--- begin RECORDS FOR THIS EXERCISE ---

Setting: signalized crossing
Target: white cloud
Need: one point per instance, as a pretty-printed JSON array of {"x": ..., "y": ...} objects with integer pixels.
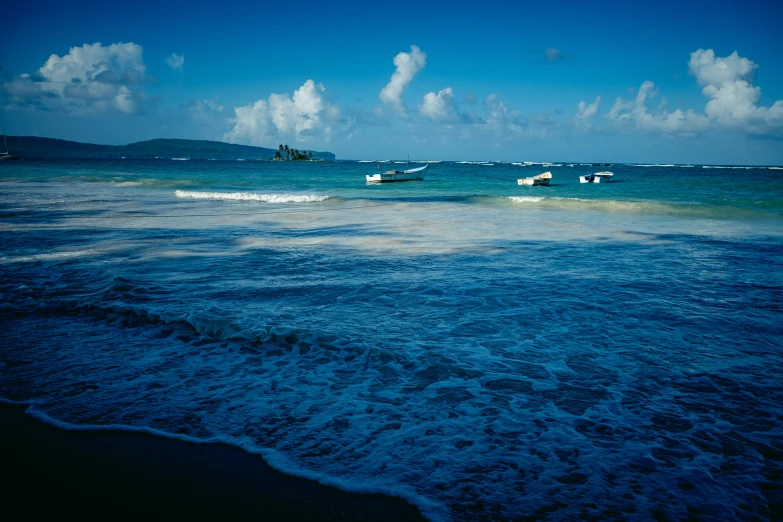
[
  {"x": 728, "y": 83},
  {"x": 176, "y": 61},
  {"x": 204, "y": 112},
  {"x": 408, "y": 65},
  {"x": 585, "y": 112},
  {"x": 440, "y": 108},
  {"x": 634, "y": 116},
  {"x": 301, "y": 116},
  {"x": 88, "y": 78},
  {"x": 500, "y": 119}
]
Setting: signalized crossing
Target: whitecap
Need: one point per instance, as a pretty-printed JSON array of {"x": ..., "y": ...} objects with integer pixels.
[
  {"x": 250, "y": 196},
  {"x": 526, "y": 199}
]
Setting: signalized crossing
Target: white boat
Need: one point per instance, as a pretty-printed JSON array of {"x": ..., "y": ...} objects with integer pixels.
[
  {"x": 398, "y": 175},
  {"x": 542, "y": 179},
  {"x": 598, "y": 177},
  {"x": 6, "y": 155}
]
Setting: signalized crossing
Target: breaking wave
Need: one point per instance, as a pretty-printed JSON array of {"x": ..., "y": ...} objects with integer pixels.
[
  {"x": 686, "y": 210},
  {"x": 250, "y": 196}
]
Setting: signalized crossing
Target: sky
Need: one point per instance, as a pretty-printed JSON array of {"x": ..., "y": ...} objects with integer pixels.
[{"x": 657, "y": 82}]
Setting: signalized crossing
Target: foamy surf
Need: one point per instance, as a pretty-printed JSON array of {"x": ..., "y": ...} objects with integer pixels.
[
  {"x": 526, "y": 199},
  {"x": 250, "y": 196}
]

--- end RECORDS FOR THIS EXERCISE ---

Copy every line in the records above that contains the word "Target". Case counts.

REPLY:
Target: white cloud
Target: whitecap
Target: white boat
Target: breaking wave
Target: sky
Target: foamy surf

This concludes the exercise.